* DATA FOR ANALYSIS *
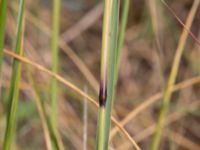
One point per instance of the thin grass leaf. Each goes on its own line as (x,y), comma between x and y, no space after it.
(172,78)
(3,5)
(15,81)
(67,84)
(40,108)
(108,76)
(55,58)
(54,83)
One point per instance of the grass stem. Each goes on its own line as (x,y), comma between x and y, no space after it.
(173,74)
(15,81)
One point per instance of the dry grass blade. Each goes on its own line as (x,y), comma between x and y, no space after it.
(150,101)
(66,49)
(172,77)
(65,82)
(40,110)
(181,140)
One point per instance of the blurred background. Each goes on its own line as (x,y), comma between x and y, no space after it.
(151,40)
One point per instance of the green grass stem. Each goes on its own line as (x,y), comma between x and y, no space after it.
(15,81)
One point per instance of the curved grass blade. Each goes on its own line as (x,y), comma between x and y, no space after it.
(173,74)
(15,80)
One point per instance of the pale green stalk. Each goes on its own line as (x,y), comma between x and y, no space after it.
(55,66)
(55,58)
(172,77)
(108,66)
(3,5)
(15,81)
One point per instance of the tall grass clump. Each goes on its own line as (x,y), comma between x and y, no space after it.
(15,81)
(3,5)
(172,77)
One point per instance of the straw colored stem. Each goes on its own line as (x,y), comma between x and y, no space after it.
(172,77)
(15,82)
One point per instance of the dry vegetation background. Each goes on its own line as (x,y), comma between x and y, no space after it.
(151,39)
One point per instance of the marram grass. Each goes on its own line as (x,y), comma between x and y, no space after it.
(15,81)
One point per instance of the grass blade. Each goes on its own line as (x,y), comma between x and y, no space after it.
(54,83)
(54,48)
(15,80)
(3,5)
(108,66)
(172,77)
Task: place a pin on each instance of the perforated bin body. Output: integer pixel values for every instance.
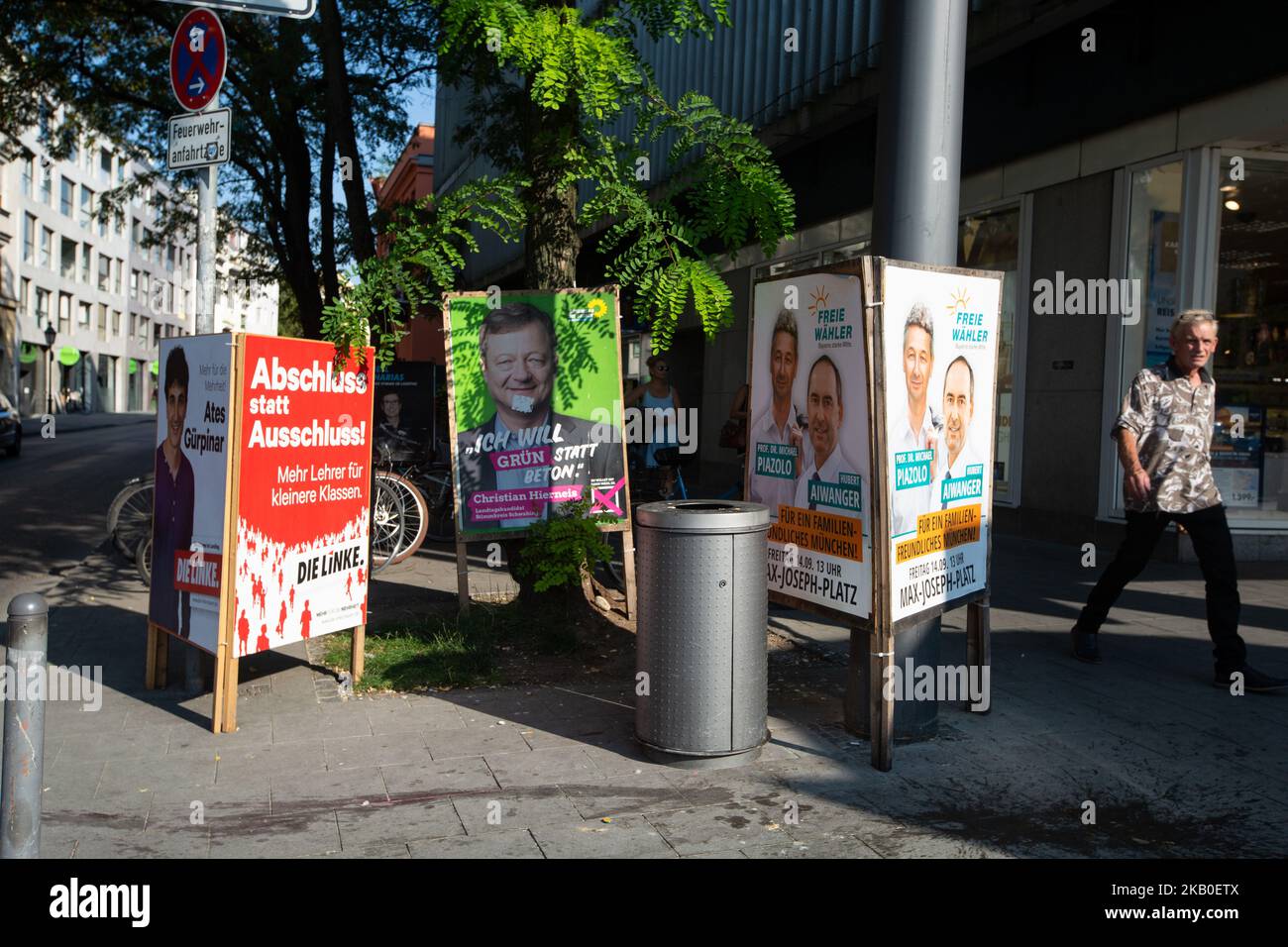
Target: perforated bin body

* DIRECTIONS FOR THIS TASK *
When you output the entries, keep each line exactly as it is and leave out any pictures.

* FINISHED EXERCISE *
One point per instance of the thin grass leaf. Each goes on its own line as (x,y), comma between x and y, no space after it.
(172,78)
(3,5)
(15,81)
(67,84)
(40,108)
(108,76)
(55,58)
(54,83)
One point per instance of the grass stem. Each goes on its own line as (x,y), comma between x and y, no space after it.
(173,74)
(15,81)
One point per instance of the dry grass blade. Each goes on its own line as (x,y), comma between x and y, no space after it.
(150,101)
(66,49)
(172,77)
(65,82)
(40,110)
(181,140)
One point per instance of the blurred background. Each goes on its own line as (x,y), comma between x and y, no space after it.
(151,40)
One point per instance of the green grass stem. Each goes on its own line as (x,y), comma between x and y, no space after it.
(15,81)
One point per instance of the curved grass blade. Each goes on its own line as (x,y), comma between x and y, no space after it.
(173,74)
(15,80)
One point per instance of the pale green stalk. Each goes on its own line as (x,y), comma between x and y, no space after it.
(55,66)
(55,58)
(172,77)
(108,66)
(3,5)
(15,81)
One point per instance of the tall grass clump. Each goes on its own line as (x,y), comma between x and y, no space after it.
(15,81)
(3,5)
(172,77)
One point per instance of the straw colored stem. Each goes on its own line as (x,y), comma between x and y, no space after it.
(172,77)
(15,82)
One point per instance of the dry vegetation background. Each goes on its own line as (x,y), comma between x and y, no space after it.
(151,39)
One point per instance of the marram grass. Each goes on its own line as (x,y), comma between x and y, no space after it.
(15,81)
One point per instance of the grass blade. Each goes on its own line as (x,y), comma between x and y, no space after it.
(54,83)
(54,48)
(15,80)
(3,5)
(108,66)
(172,77)
Task: place a pin on each instance of the perforated bin body. Output: integer pixel values for every instance.
Target: perforated bin body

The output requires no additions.